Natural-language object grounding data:
▼▼▼

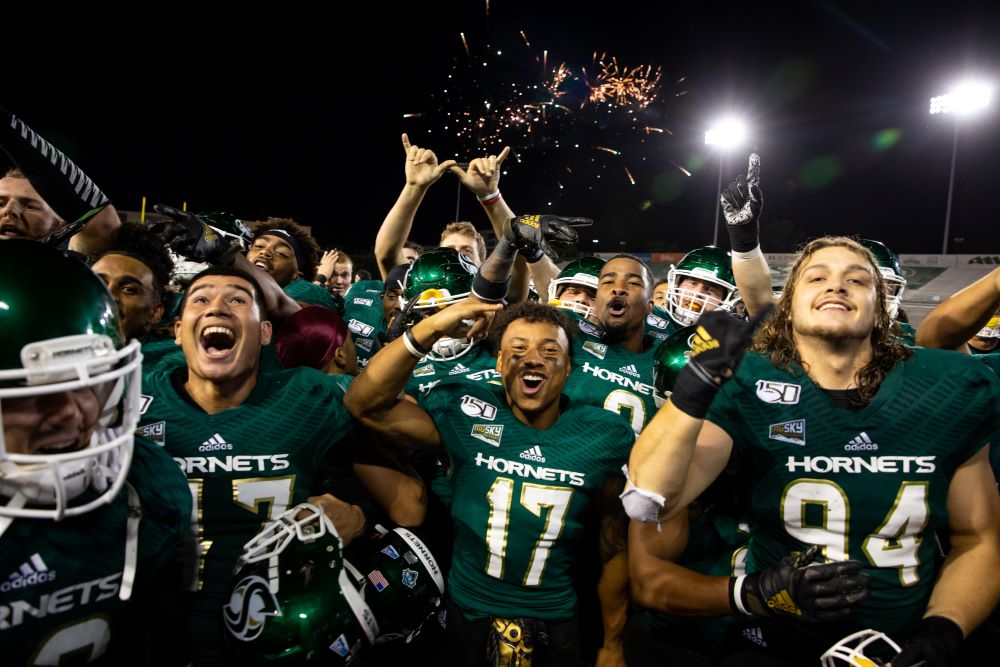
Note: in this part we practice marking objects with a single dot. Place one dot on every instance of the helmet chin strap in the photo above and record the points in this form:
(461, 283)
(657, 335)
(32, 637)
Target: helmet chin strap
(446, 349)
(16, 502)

▲▲▲
▼▼▼

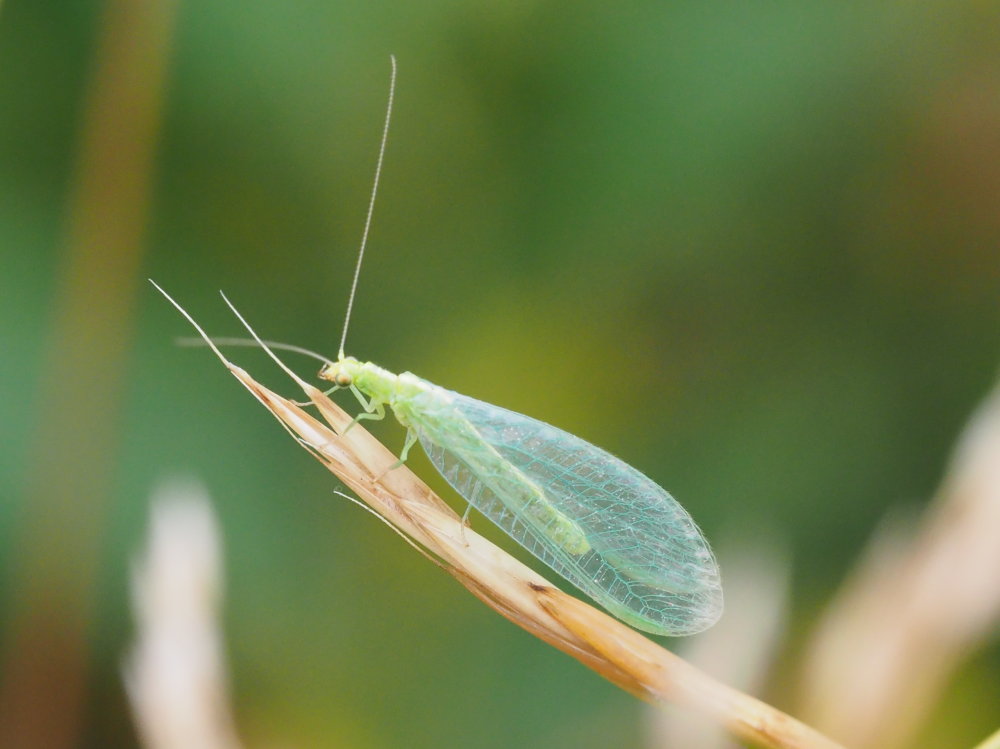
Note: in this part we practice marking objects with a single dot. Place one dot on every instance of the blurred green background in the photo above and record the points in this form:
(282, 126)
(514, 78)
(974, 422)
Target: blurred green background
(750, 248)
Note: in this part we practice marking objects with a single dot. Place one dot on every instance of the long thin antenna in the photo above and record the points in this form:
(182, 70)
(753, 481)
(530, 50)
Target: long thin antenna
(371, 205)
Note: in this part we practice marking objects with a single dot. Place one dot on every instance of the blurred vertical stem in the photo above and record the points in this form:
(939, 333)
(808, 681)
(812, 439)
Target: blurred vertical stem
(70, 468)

▲▲▲
▼▼▼

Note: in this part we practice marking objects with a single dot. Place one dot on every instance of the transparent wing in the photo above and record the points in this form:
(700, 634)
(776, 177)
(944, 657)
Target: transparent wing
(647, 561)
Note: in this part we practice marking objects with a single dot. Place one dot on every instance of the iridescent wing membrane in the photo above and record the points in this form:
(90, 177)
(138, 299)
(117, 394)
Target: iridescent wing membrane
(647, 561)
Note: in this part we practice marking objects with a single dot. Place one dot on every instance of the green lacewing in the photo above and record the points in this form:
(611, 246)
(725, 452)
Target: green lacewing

▲▲▲

WHAT THIS TASK INVOLVES
Among the lines above, return those that contain the string "lacewing".

ANSWER
Note: in this part we practice marking objects with a single dot. Place one dot on every instance of the green lacewing in the photo above and record the points in this form:
Target: green lacewing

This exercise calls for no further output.